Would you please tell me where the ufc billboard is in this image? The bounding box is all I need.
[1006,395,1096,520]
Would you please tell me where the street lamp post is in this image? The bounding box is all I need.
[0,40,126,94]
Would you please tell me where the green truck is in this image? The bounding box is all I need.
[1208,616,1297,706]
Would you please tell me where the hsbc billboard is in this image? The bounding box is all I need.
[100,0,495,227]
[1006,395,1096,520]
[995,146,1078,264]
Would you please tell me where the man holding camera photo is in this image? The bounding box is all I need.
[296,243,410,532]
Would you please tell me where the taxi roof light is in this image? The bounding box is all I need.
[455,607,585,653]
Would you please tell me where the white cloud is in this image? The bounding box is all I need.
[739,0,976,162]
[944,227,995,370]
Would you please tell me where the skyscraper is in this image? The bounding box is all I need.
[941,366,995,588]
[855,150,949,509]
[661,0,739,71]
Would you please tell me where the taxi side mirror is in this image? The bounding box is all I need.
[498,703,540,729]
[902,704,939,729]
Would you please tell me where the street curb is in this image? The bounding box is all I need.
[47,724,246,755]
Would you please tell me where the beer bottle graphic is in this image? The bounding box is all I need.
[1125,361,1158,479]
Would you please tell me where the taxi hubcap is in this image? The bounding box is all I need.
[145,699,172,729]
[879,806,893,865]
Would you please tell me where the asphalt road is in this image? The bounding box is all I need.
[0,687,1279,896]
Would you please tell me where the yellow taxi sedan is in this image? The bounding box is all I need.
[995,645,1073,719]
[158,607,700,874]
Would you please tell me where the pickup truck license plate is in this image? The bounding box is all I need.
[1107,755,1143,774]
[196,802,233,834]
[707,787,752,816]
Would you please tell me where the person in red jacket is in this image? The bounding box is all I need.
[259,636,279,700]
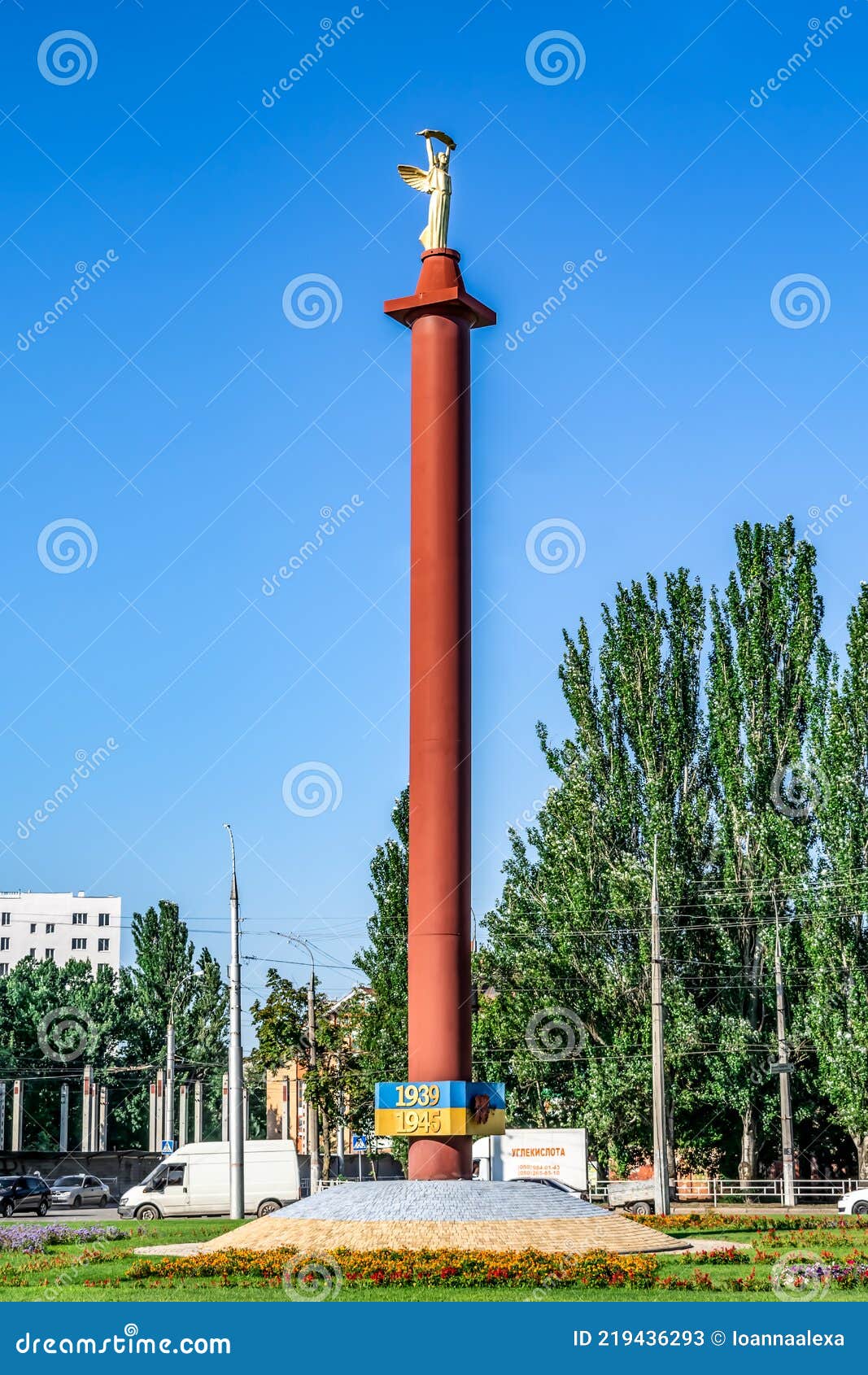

* [Problem details]
Rewrite all of the data above, replacing "bounding box" with "box coordinates" wherever it occurs and leaving everything else unchanged. Omit the picture from your answer.

* [Solved exercise]
Would you please tell me where the ufc billboard is in this image? The box coordinates is all I need.
[1006,395,1096,520]
Would you please tell me where the street lamp post is in this image? The box coordinates is all I need.
[0,40,126,94]
Would you please tell me where the green truck is in this image? The box coordinates is all I need.
[1208,616,1297,706]
Would you please tell me where the hsbc billboard is in this image? The box coordinates is all I need.
[100,0,495,227]
[1006,395,1096,520]
[995,146,1078,264]
Would you please tell me where the man holding camera photo is in this image? The box coordinates is all I need.
[296,243,410,532]
Would you please tell me where the taxi roof light is in this image? The box coordinates is all I need.
[455,607,585,653]
Would you please tell me where the white cloud is in this image? The box coordinates is all I need.
[739,0,976,162]
[944,227,995,370]
Would you please tell me where the skyscraper is in this image? The box coordinates is all I need.
[941,366,995,588]
[855,150,949,509]
[661,0,739,71]
Would you please tell me where the taxi side mirror is in this image? The box coordinates is all I need.
[498,703,540,729]
[902,704,939,729]
Would you please tell me where the street curb is in this image? The box coordinates is all I need.
[47,724,246,755]
Would you please tell me where the beer bottle graphic is in this image? The box coordinates is all I need.
[1125,361,1158,479]
Would you please tell me where the taxi hubcap is in this image? The box coordinates is all I need.
[145,699,172,729]
[879,806,893,865]
Would you please tell me where the asphalt road is in this image? The box coordinates is all I need.
[0,687,1279,896]
Would you please tell me where the yellow taxi sedan is in this image? The box coordinates is all I need.
[995,645,1073,719]
[158,607,700,874]
Would you please tell me where the pickup truck license plate is in this image? The box coordinates is all I need.
[1107,755,1143,774]
[196,802,233,834]
[707,787,752,816]
Would you please tell me where the person in red jacket is in this image? The box coordinates is all I need.
[259,636,279,700]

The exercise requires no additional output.